THE DATA »
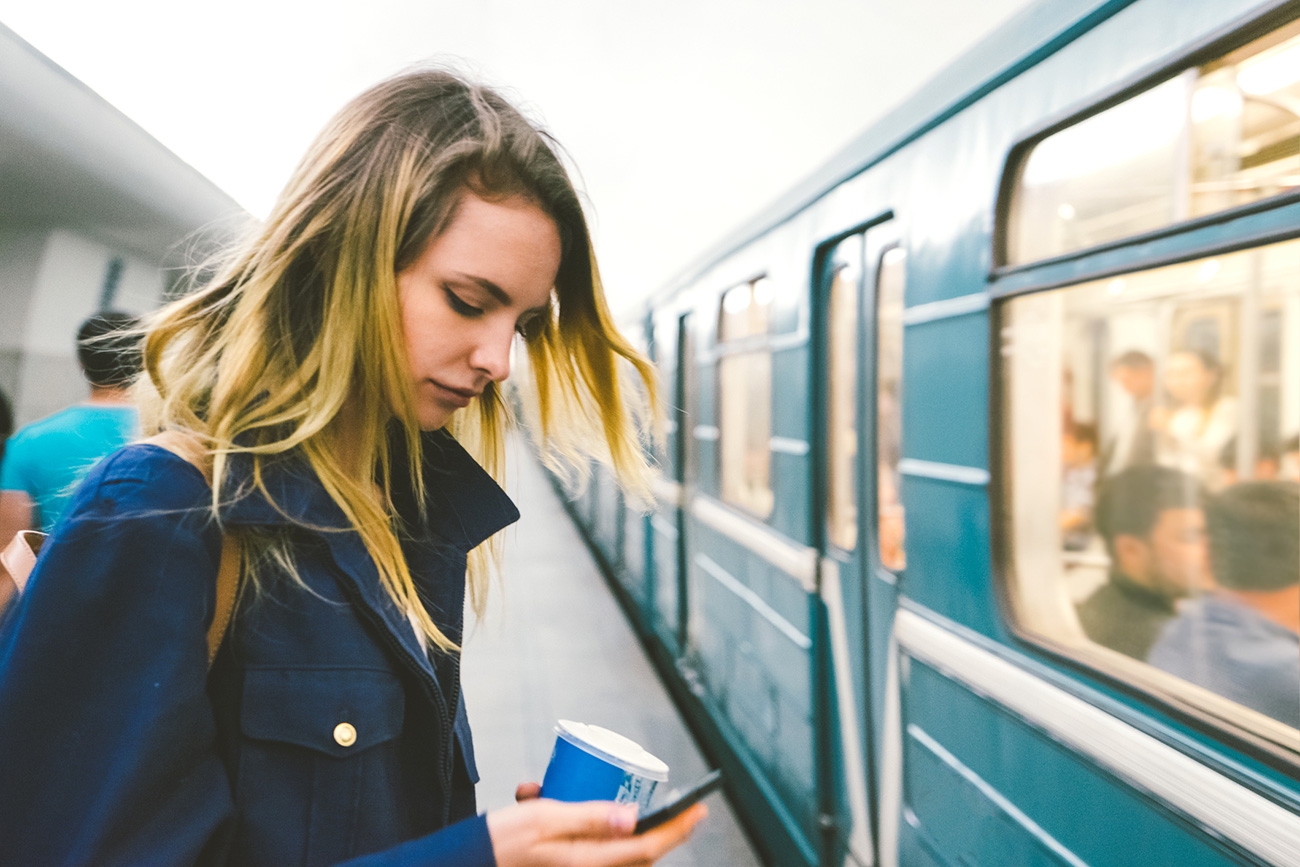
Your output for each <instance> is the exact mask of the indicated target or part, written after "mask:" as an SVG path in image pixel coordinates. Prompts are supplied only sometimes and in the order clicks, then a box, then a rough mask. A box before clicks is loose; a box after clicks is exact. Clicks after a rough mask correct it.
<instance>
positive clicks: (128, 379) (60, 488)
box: [0, 311, 139, 541]
mask: <svg viewBox="0 0 1300 867" xmlns="http://www.w3.org/2000/svg"><path fill="white" fill-rule="evenodd" d="M135 326H136V320H135V317H134V316H130V315H129V313H121V312H116V311H107V312H101V313H95V315H94V316H91V317H90V318H87V320H86V321H85V322H82V326H81V328H79V329H78V331H77V357H78V360H79V361H81V367H82V370H83V372H85V374H86V380H87V381H88V382H90V386H91V393H90V398H88V399H87V402H86V403H81V404H77V406H73V407H68V408H66V409H62V411H60V412H56V413H55V415H52V416H47V417H44V419H42V420H39V421H34V422H32V424H30V425H27V426H25V428H22V429H21V430H18V432H17V433H16V434H14V435H13V437H10V438H9V441H8V443H5V451H4V461H3V463H0V539H3V541H8V539H9V538H12V537H13V534H14V533H17V532H18V530H23V529H34V530H44V532H47V533H48V532H51V530H52V529H53V528H55V525H56V524H59V519H60V517H61V516H62V513H64V508H65V507H66V506H68V503H69V502H70V499H72V494H73V491H74V490H75V489H77V484H78V482H79V481H81V480H82V478H83V477H85V476H86V473H88V472H90V469H91V468H92V467H94V465H95V464H98V463H99V461H100V459H103V458H104V456H105V455H108V454H109V452H112V451H116V450H117V448H120V447H122V446H125V445H126V443H127V442H130V441H131V439H134V438H135V437H136V434H138V430H139V416H138V413H136V411H135V407H133V406H131V404H130V403H129V398H127V386H129V385H130V381H131V380H133V378H134V376H135V373H136V372H138V369H139V350H138V346H136V341H135V338H134V337H130V335H129V334H123V331H129V330H130V329H134V328H135Z"/></svg>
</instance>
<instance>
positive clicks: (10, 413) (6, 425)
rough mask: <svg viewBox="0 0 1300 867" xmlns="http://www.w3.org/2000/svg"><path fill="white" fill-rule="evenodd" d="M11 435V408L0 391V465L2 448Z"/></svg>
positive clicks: (4, 446)
mask: <svg viewBox="0 0 1300 867" xmlns="http://www.w3.org/2000/svg"><path fill="white" fill-rule="evenodd" d="M12 433H13V407H10V406H9V398H6V396H5V395H4V391H0V464H3V463H4V447H5V443H6V442H9V434H12Z"/></svg>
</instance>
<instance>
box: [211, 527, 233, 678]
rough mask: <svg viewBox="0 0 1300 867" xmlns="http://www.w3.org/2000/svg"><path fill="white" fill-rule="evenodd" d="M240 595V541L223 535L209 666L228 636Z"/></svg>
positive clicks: (221, 543)
mask: <svg viewBox="0 0 1300 867" xmlns="http://www.w3.org/2000/svg"><path fill="white" fill-rule="evenodd" d="M238 595H239V541H238V539H235V538H234V537H233V536H222V537H221V565H218V567H217V610H216V612H213V615H212V625H211V627H208V667H211V666H212V660H213V659H216V658H217V651H218V650H221V642H222V640H224V638H225V637H226V628H227V627H229V625H230V617H233V616H234V614H235V597H238Z"/></svg>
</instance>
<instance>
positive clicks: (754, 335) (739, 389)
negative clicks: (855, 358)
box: [718, 278, 774, 517]
mask: <svg viewBox="0 0 1300 867" xmlns="http://www.w3.org/2000/svg"><path fill="white" fill-rule="evenodd" d="M771 303H772V286H771V282H770V281H767V279H766V278H759V279H755V281H751V282H749V283H742V285H741V286H736V287H733V289H731V290H728V291H727V292H724V294H723V298H722V305H720V309H719V313H718V344H719V347H718V348H719V354H720V357H719V361H718V389H719V398H718V404H719V406H718V434H719V464H720V472H722V497H723V499H724V500H727V502H728V503H733V504H736V506H740V507H741V508H744V510H746V511H750V512H753V513H754V515H758V516H759V517H767V516H768V515H771V512H772V504H774V498H772V484H771V468H772V452H771V447H770V441H771V437H772V352H771V348H770V347H768V346H767V342H766V339H764V337H766V334H767V324H768V309H770V308H771Z"/></svg>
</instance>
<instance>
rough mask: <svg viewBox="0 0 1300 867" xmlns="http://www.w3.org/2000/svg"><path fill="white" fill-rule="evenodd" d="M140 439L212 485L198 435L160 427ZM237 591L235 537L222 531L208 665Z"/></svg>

WORK ITEM »
In every row, change "positive clicks" to "foreground clicks" and reproduce the lines with nothing else altered. Omit the pictures from your answer.

RESULT BELOW »
Your output for each <instance> is the exact mask of the indicated target or part, written after "mask:" as an SVG path in image pixel coordinates. Prompts are supplied only sometimes and in the order clicks, then a box, then a rough mask. A box before clicks is loose; a box after clicks is exact. Clicks after a rough mask correct it.
<instance>
foreground clicks: (128, 379) (60, 488)
box: [0, 311, 139, 541]
mask: <svg viewBox="0 0 1300 867" xmlns="http://www.w3.org/2000/svg"><path fill="white" fill-rule="evenodd" d="M135 326H136V320H135V317H134V316H130V315H129V313H121V312H116V311H107V312H101V313H95V315H94V316H91V317H90V318H87V320H86V321H85V322H82V326H81V328H79V329H78V331H77V357H78V360H79V361H81V367H82V370H83V372H85V374H86V380H87V381H88V382H90V386H91V393H90V398H88V399H87V402H86V403H81V404H77V406H73V407H68V408H66V409H62V411H60V412H56V413H55V415H52V416H47V417H44V419H42V420H39V421H34V422H32V424H30V425H27V426H25V428H22V429H21V430H18V432H17V433H16V434H14V435H13V437H10V438H9V441H8V443H5V451H4V461H3V463H0V539H3V541H8V539H9V538H12V537H13V534H14V533H17V532H18V530H23V529H34V530H44V532H47V533H48V532H51V530H52V529H53V528H55V525H56V524H59V519H60V517H61V516H62V513H64V508H65V507H66V506H68V503H69V502H70V499H72V494H73V491H74V490H75V489H77V484H78V482H79V481H81V480H82V478H83V477H85V476H86V473H88V472H90V469H91V468H92V467H94V465H95V464H98V463H99V461H100V459H103V458H104V456H105V455H108V454H109V452H112V451H116V450H117V448H120V447H122V446H125V445H126V443H127V442H130V441H131V439H134V438H135V437H136V434H138V430H139V416H138V413H136V411H135V407H133V406H131V404H130V403H129V398H127V386H129V385H130V381H131V380H133V378H134V376H135V373H136V372H138V369H139V350H138V346H136V341H135V338H134V337H130V335H129V334H123V331H129V330H130V329H134V328H135Z"/></svg>
</instance>
<instance>
foreground clicks: (10, 413) (6, 425)
rough mask: <svg viewBox="0 0 1300 867" xmlns="http://www.w3.org/2000/svg"><path fill="white" fill-rule="evenodd" d="M11 435V408L0 391V465L2 448Z"/></svg>
foreground clicks: (4, 446)
mask: <svg viewBox="0 0 1300 867" xmlns="http://www.w3.org/2000/svg"><path fill="white" fill-rule="evenodd" d="M12 433H13V407H10V406H9V398H6V396H5V395H4V391H0V464H3V463H4V447H5V443H6V442H9V434H12Z"/></svg>
</instance>
<instance>
box: [211, 527, 233, 678]
rough mask: <svg viewBox="0 0 1300 867" xmlns="http://www.w3.org/2000/svg"><path fill="white" fill-rule="evenodd" d="M240 595V541L223 535L209 666L228 636Z"/></svg>
foreground clicks: (221, 543)
mask: <svg viewBox="0 0 1300 867" xmlns="http://www.w3.org/2000/svg"><path fill="white" fill-rule="evenodd" d="M238 595H239V541H238V539H235V538H234V537H233V536H222V537H221V565H218V567H217V610H216V612H213V615H212V625H211V627H208V667H211V666H212V660H213V659H216V658H217V651H218V650H221V642H222V640H224V638H225V637H226V628H227V627H229V625H230V617H233V616H234V614H235V597H238Z"/></svg>
</instance>
<instance>
foreground clicks: (754, 335) (739, 389)
negative clicks: (855, 358)
box: [718, 278, 774, 517]
mask: <svg viewBox="0 0 1300 867" xmlns="http://www.w3.org/2000/svg"><path fill="white" fill-rule="evenodd" d="M771 303H772V286H771V282H770V281H767V279H766V278H759V279H755V281H751V282H749V283H742V285H741V286H736V287H733V289H731V290H728V291H727V292H724V294H723V298H722V305H720V309H719V313H718V344H719V347H718V348H719V354H720V357H719V361H718V389H719V398H718V404H719V406H718V434H719V464H720V472H722V497H723V499H724V500H727V502H728V503H733V504H736V506H740V507H741V508H744V510H746V511H750V512H753V513H754V515H758V516H759V517H767V516H768V515H771V512H772V504H774V498H772V484H771V468H772V452H771V447H770V441H771V437H772V352H771V348H770V347H768V346H767V342H766V339H764V337H766V334H767V324H768V309H770V308H771Z"/></svg>
</instance>
<instance>
rough mask: <svg viewBox="0 0 1300 867" xmlns="http://www.w3.org/2000/svg"><path fill="white" fill-rule="evenodd" d="M140 439L212 485L198 435L160 427ZM237 591L235 537L222 531L208 665Z"/></svg>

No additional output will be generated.